--- What is needed ---
From the records below, transcribe exactly the lines that begin at the line with "of the green" and end at the line with "of the fruit", both included.

--- Record set ---

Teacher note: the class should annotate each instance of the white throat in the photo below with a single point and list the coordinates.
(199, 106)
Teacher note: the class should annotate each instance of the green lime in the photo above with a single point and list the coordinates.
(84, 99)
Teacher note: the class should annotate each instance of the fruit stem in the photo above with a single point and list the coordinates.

--

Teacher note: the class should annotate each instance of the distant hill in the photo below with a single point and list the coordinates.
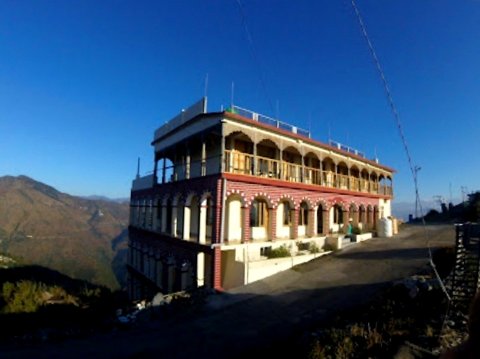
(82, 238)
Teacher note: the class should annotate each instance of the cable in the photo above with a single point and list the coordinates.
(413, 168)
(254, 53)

* * *

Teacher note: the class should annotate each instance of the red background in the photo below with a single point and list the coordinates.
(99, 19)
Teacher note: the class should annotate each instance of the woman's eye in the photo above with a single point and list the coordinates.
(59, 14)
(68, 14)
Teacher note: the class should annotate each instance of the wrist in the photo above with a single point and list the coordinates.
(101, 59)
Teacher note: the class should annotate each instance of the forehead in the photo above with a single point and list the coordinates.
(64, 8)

--- Completed task ---
Teacher note: the class should annotate each instance of the green lime in the photo above with a single point and list the coordinates.
(84, 99)
Teacher note: the class should annotate each instance of the fruit stem in the photo above with a single point and list the coordinates.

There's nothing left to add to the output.